PROMPT: In the copy, leave out the pictures and repeat all records exactly.

________________________

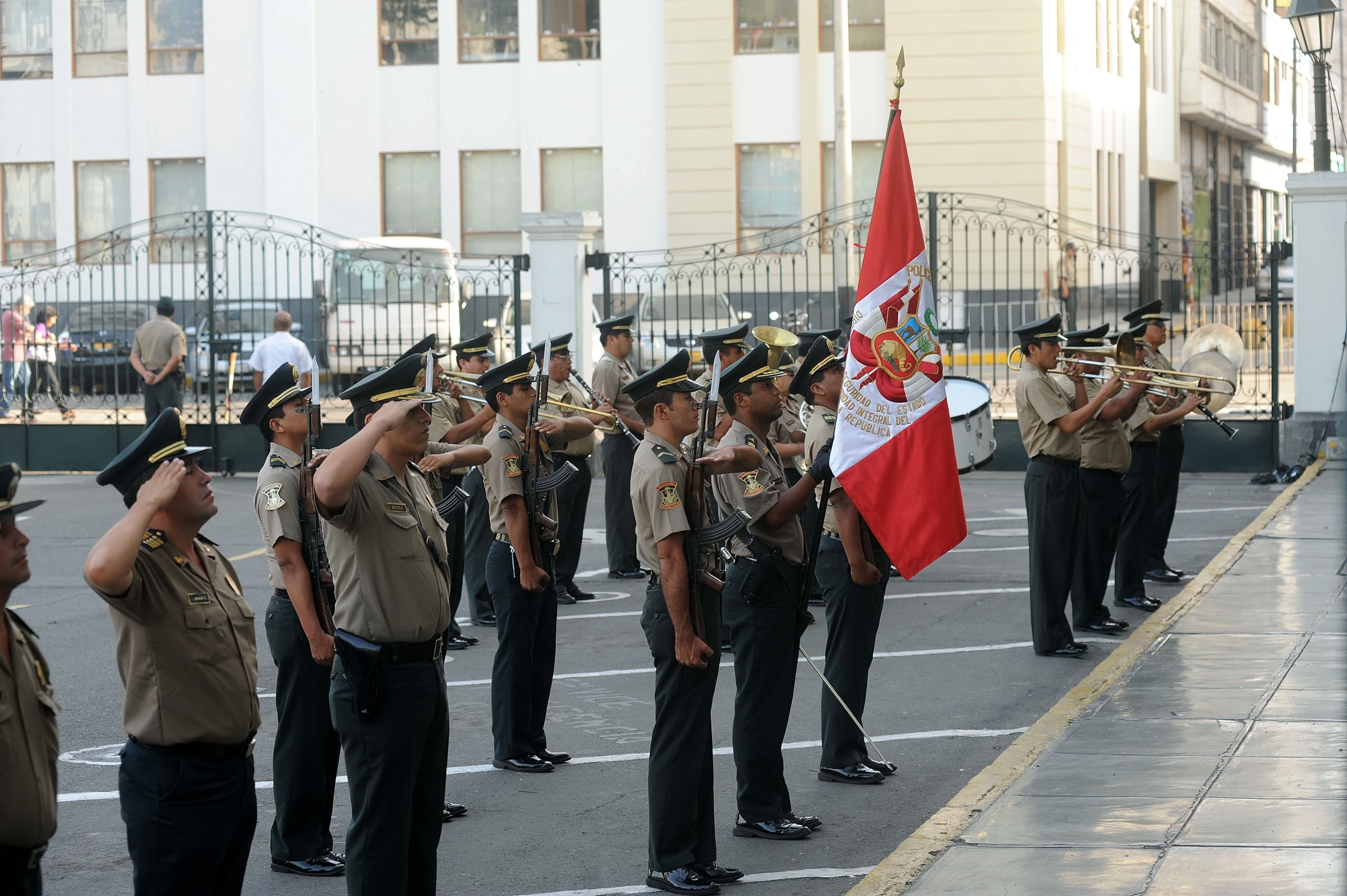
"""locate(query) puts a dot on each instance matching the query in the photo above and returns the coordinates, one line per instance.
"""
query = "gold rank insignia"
(274, 499)
(669, 495)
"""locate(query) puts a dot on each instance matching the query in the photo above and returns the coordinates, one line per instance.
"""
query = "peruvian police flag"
(894, 450)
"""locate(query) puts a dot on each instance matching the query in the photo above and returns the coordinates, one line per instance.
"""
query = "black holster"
(360, 663)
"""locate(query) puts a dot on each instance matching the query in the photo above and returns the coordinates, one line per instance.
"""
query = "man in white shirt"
(279, 349)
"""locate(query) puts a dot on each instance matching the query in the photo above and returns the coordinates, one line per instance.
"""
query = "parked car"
(1285, 280)
(94, 347)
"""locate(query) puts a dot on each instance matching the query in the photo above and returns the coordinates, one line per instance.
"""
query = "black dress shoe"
(523, 763)
(853, 774)
(317, 867)
(1070, 649)
(884, 768)
(1148, 604)
(1108, 627)
(681, 880)
(779, 829)
(813, 822)
(717, 875)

________________________

OUTPUT OF THE EXERCISE:
"""locate(query) puts a dot on each instance matching the query in the photo above and returns the coordinates, one line per instance.
"""
query = "gold rank insignia"
(274, 499)
(669, 495)
"""locate(query) puts a dot on each instance matching the query in the photo above and returns the coordinates, one line per instance.
"""
query = "peruvian police flag"
(894, 450)
"""locate(query) puts a dot on each instance matching the query in the photo above and returns the coordinates, one line per instance.
"""
query = "black holster"
(360, 663)
"""locate(query) puts a dot on each instance matching the query in the photo above and returns the coordinates, one line per instance.
"""
query = "man in white shirt"
(279, 349)
"""locate(query) puts a dot on each instance matching the query in the photo above and returns the coordinates, one line per instance.
"""
query = "parked car"
(1285, 280)
(94, 347)
"""locate(query) puts a dot on each instance matching the query in the photo above and returns the coordinates, one line per instance.
"""
query = "black dress shoe"
(523, 763)
(853, 774)
(317, 867)
(1070, 649)
(884, 768)
(1148, 604)
(1108, 627)
(681, 880)
(779, 829)
(813, 822)
(717, 875)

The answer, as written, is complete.